§ WORK TASK 1
In the spider passage, what marking does the adult wolf spider have on its back?
§ WORK TASK 2
Take the spider passage starting at "The orb-weaving spider" and ending at "flies and mosquitoes.", and swap "summer" for "autumn".

§ SELECTED PASSAGE
.....

The bite of the trap-door spider is of low risk (mildly toxic) to humans. It is a usually timid and non-aggressive spider but may stand up and present its fangs if harassed. Rarely bites but when it does it can be painful. The adult trap-door spider is about 35 mm in body length; of brown to dark brown in colour; and heavily covered with fine hairs. The trap-door spider is a ground dweller, with a burrow retreat lined with silk of up to 250 mm in depth and around 25 mm in width. The trap-door spider prefers nesting in drier exposed locations, and may have a wafer-like lid on the burrow entrance.

Wolf Spider

The wolf spider can occur in Melbourne and across the state of Victoria. The bite of the wolf spider is poisonous but not lethal. Although non-aggressive, they will bite if provoked and should be considered dangerous to humans. The bite may be very painful. Immediately apply first aid and call for an ambulance, particularly for to children or the elderly. The adult wolf spider is 15 mm to 30 mm in body length; of mottled grey to brown in colour, with a distinct Union Jack impression on its back. The female wolf spider carries it’s young on its back. The wolf spider is a ground dweller, with a burrow retreat. This spider has a roving nocturnal lifestyle to hunt their prey and can move very rapidly when disturbed. Commonly found around the home, in garden areas with a silk lined burrow, sometimes with a lid or covered by leaf litter or grass woven with silk as a little fence around the rim of the burrow.

Orb weaving spider

The orb-weaving spider can occur Victoria-wide, but is particularly common in bushland along the eastern coastal areas. The bite of an orb-weaving spider is of low risk (mildly toxic) to humans. Orb-weaving spiders are a non-aggressive group of spiders and rarely bite. The adult orb-weaving spider is about 20 to 30 mm in body length; has a bulbous abdomen; and often has a colourful, dark to light brown pattern. The common golden orb-weaver spider has a purplish bulbous abdomen with fine hairs. Garden orb-weaving spiders are often found in summer in garden areas around the home. They spin a large circular web of two metres or more, often between buildings and shrubs, to snare flying insects, such as flies and mosquitoes.

.....

§ SOURCE MATERIAL
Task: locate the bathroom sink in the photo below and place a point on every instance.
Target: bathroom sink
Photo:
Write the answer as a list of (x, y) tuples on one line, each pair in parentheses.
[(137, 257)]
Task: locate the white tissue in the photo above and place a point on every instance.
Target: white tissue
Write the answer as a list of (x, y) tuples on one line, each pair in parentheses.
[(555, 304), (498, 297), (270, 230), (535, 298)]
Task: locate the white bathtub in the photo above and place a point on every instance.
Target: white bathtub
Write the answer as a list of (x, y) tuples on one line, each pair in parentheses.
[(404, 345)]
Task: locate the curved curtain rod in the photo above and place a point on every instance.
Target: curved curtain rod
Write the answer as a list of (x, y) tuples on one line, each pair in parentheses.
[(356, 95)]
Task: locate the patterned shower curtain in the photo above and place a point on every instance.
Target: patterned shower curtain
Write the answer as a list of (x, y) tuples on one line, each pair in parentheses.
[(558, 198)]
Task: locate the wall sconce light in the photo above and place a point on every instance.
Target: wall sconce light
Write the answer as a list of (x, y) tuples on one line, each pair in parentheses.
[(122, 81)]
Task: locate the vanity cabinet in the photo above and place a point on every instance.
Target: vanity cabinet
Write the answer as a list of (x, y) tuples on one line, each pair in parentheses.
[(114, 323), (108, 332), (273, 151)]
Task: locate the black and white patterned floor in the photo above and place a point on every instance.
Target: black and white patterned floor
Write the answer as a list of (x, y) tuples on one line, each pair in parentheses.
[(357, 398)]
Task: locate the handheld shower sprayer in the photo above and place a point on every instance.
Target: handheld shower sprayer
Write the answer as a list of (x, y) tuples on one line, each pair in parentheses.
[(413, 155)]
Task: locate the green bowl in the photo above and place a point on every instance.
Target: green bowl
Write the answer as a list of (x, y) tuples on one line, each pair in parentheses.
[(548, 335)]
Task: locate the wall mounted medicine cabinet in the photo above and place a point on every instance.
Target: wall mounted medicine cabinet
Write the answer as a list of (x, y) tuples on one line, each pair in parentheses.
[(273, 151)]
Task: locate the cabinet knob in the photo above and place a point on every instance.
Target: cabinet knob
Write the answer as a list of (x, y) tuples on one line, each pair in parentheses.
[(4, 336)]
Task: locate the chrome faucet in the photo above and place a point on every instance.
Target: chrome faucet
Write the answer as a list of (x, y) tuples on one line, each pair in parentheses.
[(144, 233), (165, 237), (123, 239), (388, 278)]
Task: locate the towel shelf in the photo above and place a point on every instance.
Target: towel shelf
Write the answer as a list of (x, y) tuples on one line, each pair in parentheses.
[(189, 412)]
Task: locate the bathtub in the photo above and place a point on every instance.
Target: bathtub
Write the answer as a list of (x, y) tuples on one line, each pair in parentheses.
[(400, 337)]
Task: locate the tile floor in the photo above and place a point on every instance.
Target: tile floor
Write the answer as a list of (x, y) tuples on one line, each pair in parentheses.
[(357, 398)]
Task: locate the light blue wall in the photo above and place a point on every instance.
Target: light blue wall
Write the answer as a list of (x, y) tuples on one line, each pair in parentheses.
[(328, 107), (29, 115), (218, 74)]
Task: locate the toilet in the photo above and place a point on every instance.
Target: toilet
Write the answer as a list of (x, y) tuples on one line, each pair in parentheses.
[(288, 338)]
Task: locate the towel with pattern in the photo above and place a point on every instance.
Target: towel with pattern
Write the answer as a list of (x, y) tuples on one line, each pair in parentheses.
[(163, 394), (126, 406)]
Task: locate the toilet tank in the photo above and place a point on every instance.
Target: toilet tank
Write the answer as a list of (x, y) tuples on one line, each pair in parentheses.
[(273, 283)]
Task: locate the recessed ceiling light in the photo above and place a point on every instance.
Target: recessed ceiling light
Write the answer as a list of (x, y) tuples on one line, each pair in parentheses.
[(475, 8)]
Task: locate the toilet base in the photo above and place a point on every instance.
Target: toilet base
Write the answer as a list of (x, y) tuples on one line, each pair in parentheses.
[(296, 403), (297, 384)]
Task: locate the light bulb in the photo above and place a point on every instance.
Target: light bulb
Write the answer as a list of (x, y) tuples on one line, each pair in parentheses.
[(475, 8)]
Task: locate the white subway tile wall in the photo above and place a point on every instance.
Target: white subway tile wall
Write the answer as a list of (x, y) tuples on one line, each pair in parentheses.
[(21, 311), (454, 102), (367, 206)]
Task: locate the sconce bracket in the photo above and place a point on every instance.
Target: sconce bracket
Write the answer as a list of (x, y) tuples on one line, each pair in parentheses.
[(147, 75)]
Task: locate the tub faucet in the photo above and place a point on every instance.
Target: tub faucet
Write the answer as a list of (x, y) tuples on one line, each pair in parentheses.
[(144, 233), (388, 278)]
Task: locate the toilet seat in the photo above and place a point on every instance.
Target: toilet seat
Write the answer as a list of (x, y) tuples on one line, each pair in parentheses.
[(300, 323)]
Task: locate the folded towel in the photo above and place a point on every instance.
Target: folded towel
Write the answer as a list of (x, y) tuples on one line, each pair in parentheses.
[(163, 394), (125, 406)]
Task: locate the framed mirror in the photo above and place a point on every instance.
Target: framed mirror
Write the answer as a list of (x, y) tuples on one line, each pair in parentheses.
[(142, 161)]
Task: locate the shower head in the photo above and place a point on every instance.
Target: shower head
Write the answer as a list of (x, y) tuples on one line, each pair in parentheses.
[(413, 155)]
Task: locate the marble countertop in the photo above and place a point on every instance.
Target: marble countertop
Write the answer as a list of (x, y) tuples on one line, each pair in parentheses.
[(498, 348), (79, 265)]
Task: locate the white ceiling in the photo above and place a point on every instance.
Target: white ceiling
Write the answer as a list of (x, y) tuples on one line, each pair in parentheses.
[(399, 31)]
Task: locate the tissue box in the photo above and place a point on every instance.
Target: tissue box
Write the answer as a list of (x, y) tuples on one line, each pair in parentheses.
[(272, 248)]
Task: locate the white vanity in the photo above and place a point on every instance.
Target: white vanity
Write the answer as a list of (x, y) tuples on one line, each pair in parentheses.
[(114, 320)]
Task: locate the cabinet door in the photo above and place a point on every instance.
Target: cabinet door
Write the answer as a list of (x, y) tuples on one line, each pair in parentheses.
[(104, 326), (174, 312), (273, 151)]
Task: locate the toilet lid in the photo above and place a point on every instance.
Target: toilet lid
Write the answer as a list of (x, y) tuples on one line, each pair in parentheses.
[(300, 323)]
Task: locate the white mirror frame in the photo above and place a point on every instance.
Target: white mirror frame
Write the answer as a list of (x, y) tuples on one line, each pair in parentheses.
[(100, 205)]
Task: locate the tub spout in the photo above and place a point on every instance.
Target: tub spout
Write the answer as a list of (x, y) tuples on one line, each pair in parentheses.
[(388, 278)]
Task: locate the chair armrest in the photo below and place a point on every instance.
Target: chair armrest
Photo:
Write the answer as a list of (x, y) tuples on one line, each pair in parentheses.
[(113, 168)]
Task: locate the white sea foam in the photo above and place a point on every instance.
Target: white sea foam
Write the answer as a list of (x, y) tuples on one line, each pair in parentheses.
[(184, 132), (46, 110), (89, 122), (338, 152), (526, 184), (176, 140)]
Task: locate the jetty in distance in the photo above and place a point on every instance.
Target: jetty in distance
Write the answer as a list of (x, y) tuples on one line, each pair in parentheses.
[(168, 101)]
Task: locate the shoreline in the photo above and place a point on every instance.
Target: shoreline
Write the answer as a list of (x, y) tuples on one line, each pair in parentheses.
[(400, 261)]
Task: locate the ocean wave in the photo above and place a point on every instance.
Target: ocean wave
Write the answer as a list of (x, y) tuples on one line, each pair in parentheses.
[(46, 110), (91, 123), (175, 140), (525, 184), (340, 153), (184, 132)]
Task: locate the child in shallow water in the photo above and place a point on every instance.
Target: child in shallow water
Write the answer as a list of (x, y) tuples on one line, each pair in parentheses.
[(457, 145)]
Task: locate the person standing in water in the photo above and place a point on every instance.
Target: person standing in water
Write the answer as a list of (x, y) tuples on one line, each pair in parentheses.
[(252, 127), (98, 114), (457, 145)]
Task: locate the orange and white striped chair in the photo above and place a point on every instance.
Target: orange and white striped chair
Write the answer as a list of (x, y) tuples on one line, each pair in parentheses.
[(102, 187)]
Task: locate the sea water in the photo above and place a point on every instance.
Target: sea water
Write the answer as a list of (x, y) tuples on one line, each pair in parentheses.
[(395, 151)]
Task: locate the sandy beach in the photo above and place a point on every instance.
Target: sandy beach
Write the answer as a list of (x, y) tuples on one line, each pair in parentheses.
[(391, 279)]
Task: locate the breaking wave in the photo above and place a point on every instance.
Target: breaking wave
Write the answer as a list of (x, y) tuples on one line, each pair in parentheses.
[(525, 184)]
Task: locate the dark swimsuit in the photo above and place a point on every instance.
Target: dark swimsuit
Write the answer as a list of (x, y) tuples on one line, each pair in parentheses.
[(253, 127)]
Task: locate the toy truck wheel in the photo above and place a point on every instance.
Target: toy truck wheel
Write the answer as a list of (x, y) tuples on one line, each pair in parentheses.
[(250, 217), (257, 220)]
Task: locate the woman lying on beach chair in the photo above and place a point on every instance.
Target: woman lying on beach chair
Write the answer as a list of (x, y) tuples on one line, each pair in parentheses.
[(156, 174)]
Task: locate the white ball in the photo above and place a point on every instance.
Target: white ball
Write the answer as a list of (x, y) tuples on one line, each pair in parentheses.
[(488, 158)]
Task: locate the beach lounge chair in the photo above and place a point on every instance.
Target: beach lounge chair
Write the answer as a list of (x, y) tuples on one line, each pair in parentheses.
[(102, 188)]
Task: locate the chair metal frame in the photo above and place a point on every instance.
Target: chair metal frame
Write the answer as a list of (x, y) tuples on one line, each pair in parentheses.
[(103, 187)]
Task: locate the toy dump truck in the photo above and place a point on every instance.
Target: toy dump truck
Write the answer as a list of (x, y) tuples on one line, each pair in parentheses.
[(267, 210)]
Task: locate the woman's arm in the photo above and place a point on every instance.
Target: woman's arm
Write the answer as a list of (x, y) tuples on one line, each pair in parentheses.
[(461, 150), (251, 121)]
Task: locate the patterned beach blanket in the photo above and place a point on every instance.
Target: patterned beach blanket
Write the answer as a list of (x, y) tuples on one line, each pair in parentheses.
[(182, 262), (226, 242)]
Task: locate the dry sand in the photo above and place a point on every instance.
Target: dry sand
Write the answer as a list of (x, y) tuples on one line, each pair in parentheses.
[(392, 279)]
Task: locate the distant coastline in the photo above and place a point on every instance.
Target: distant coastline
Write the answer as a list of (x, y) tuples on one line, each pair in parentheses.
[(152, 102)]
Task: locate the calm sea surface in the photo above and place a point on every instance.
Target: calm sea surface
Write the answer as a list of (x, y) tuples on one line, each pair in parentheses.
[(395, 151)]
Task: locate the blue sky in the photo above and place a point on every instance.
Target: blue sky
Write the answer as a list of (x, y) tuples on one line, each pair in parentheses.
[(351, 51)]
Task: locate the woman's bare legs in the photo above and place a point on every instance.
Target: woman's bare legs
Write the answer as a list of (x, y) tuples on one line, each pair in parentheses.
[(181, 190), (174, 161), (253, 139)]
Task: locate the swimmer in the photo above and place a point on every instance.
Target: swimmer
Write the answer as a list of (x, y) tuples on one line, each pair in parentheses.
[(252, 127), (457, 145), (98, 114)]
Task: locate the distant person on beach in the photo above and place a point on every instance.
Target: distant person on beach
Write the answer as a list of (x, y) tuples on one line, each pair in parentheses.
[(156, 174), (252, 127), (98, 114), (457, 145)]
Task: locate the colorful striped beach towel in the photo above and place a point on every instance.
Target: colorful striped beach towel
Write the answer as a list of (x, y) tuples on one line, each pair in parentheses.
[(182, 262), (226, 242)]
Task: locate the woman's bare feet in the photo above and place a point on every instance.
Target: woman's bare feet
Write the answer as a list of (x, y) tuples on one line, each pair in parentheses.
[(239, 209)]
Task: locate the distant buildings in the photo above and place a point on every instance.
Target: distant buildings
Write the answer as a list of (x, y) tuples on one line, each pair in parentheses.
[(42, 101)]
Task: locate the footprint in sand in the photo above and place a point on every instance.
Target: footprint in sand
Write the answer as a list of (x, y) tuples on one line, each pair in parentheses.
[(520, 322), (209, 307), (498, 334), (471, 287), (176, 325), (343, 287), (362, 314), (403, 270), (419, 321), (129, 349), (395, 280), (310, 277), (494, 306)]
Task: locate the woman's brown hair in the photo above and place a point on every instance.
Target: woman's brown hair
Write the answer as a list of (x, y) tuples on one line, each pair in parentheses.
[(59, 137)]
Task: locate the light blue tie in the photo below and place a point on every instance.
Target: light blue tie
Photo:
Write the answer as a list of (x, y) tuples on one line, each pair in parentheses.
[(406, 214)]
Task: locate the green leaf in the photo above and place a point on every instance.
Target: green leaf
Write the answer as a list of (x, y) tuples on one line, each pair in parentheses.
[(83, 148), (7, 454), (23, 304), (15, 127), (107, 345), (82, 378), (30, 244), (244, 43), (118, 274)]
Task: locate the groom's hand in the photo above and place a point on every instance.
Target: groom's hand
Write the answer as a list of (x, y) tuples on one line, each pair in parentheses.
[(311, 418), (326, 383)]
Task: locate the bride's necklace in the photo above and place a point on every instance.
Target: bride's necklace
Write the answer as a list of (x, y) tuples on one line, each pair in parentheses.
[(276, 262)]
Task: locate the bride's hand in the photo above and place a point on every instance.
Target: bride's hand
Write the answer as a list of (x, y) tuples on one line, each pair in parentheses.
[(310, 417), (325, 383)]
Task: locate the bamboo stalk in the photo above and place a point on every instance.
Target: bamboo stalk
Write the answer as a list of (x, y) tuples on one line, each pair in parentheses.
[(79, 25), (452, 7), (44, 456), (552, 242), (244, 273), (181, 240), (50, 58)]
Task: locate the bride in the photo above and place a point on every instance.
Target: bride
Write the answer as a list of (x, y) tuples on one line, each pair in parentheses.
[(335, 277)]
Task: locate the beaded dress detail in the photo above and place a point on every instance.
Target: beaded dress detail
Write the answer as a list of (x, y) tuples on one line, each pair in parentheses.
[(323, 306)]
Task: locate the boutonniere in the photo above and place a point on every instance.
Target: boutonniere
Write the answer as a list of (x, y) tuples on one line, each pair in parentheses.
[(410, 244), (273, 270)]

.....

§ EXERCISE ANSWER 1
A distinct Union Jack impression.

§ EXERCISE ANSWER 2
The orb-weaving spider can occur Victoria-wide, but is particularly common in bushland along the eastern coastal areas. The bite of an orb-weaving spider is of low risk (mildly toxic) to humans. Orb-weaving spiders are a non-aggressive group of spiders and rarely bite. The adult orb-weaving spider is about 20 to 30 mm in body length; has a bulbous abdomen; and often has a colourful, dark to light brown pattern. The common golden orb-weaver spider has a purplish bulbous abdomen with fine hairs. Garden orb-weaving spiders are often found in autumn in garden areas around the home. They spin a large circular web of two metres or more, often between buildings and shrubs, to snare flying insects, such as flies and mosquitoes.